Written instruction: Shift the coordinates by rewriting every line from the one containing "of the calm" through the last line, requests included, with 138 added to each coordinate number in the answers.

━━━━

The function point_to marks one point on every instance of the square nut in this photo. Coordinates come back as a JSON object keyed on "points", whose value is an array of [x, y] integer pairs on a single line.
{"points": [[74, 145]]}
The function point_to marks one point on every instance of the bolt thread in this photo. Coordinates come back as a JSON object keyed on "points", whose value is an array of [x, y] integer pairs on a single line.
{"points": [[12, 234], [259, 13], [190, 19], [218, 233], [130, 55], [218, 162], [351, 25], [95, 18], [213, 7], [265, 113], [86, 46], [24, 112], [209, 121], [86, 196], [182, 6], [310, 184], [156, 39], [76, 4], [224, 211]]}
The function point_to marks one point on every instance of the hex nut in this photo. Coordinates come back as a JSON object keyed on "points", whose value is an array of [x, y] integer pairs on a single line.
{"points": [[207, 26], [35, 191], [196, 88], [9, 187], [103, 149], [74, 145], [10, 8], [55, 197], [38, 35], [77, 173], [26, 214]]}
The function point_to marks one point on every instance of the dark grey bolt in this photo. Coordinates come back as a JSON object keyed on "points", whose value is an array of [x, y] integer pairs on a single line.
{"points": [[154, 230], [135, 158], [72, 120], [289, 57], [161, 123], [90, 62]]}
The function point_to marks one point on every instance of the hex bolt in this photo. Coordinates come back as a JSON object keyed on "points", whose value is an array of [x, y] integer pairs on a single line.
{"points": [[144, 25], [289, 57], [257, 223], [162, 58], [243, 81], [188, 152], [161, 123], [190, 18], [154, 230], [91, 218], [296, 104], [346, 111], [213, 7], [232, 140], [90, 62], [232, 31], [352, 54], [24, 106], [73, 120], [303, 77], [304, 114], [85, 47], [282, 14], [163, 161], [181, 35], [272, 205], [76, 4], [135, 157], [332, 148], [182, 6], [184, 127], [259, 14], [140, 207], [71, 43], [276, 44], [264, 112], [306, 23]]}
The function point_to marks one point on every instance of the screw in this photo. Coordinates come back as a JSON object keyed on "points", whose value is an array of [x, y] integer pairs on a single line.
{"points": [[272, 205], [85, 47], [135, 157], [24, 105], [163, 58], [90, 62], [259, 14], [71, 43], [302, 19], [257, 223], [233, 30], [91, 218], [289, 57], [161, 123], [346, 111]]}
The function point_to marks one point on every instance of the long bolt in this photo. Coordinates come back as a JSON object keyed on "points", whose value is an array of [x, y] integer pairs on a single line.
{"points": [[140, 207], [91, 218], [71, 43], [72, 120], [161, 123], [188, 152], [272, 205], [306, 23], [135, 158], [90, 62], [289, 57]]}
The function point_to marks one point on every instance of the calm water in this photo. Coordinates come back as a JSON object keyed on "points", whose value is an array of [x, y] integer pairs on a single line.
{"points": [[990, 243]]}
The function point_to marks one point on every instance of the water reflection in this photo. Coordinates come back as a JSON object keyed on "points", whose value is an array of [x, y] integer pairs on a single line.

━━━━

Expected output:
The function point_to marks one point on every instance of the calm water in this photo. Coordinates come back as a JSON object keyed on "points", whose value is an array of [x, y] integer pairs on a single line.
{"points": [[1128, 381]]}
The function point_to marks one point on every instance of the water reflection in this photo. Coordinates come back as a JSON object keyed on "points", whose value is an array of [x, y] integer pairs on a single line.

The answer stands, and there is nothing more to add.